[Stored items from a collection]
==================================================

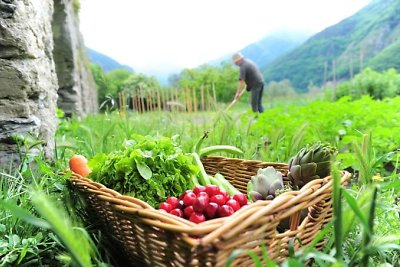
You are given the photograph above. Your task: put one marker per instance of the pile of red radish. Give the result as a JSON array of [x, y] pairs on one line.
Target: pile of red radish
[[204, 203]]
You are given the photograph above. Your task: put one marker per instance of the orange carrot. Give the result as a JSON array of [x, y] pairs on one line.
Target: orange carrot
[[78, 164]]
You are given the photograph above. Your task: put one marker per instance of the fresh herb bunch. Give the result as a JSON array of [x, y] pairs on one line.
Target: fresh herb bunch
[[148, 168]]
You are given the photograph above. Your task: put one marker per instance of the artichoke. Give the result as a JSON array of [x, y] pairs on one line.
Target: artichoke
[[264, 185], [311, 162]]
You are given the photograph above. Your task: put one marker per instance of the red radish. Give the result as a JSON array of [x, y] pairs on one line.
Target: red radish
[[233, 203], [211, 210], [199, 188], [241, 198], [184, 194], [225, 210], [177, 212], [189, 198], [188, 211], [165, 206], [200, 204], [203, 194], [174, 201], [225, 194], [212, 190], [197, 217], [219, 199]]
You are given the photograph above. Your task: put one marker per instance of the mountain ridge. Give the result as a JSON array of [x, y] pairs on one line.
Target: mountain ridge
[[344, 48]]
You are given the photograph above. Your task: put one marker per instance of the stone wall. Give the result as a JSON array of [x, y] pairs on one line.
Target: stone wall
[[28, 81], [77, 89]]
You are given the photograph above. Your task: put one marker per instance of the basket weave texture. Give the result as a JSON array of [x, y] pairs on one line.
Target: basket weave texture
[[150, 237]]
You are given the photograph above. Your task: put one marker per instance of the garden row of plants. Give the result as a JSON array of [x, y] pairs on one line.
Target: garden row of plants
[[43, 224]]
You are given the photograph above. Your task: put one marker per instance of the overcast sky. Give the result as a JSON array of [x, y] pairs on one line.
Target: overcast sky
[[167, 35]]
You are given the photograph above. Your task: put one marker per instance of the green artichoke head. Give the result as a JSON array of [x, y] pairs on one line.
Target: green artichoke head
[[311, 162]]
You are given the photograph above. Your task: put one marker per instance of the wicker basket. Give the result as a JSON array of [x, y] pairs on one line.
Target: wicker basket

==================================================

Write out every record above word for word, leaving the pictures out.

You are given the photograph above. Your task: put one marker per instance of the pile of red radish. Give the result as a JSON array of [x, y] pairs on one line.
Target: pile of red radish
[[204, 203]]
You are given the photograph above. Your task: put one marker per instance of the orange carrot. Give the result as a JSON array of [x, y] pairs on one line.
Target: orange carrot
[[78, 164]]
You are given the photograph above. Your task: put one marker per instance of the fresh herb bunch. Give the result as a JSON array of [x, y] pairs on one line.
Target: fresh herb bunch
[[148, 168]]
You are given the photograph above. Your task: put one marker per instance of the artichoke. Give the result as a JSON array of [x, y] pairs on one line.
Target: artichoke
[[264, 185], [311, 162]]
You are given the photograph above. Your task: put one marker per instance of the red radish. Give the result as a JSON array of [x, y] pairs on one line.
Target: red radish
[[233, 203], [211, 210], [199, 188], [241, 198], [184, 194], [225, 210], [177, 212], [189, 198], [188, 211], [165, 206], [200, 204], [203, 194], [174, 201], [225, 194], [212, 190], [197, 217], [219, 199]]
You are given the photograph above. Your task: put one marker per instance of the mountain ridge. Give the result as a JSON array of [x, y] pairs on one line.
Target: mountain ridge
[[344, 48]]
You are given the photograph above. Your task: put one marker per instance of the stone wall. Give the result as a JSON array of [x, y] pairs on one line.
Target: stone wall
[[28, 81], [77, 89]]
You are given the photograph above. Your task: put one marker per instance of the basket weave texture. Give the result as a JSON array of [x, y] pairs on one line.
Target: basket weave texture
[[150, 237]]
You are given the photograph above. Your task: put one marker per instance of the garden row of plants. Give the result as a JSON array of [x, y] pairs on one line.
Target: garden row of plants
[[43, 224]]
You are given the photograph above. Your task: put one marker per instance of the overcast sky. Give the result as a JSON array of [x, y] pairs on one line.
Target: overcast sky
[[167, 35]]
You are given the photograph above. Your task: put one marker per instance of the green artichoke head. Give the result as a JSON array of [x, y] pairs on one line.
Target: green artichoke head
[[311, 162]]
You are given the photograph above. Your task: put one marker per instance of the wicker basket. Give the result as a JSON array of [x, y] pairs on one line.
Target: wicker basket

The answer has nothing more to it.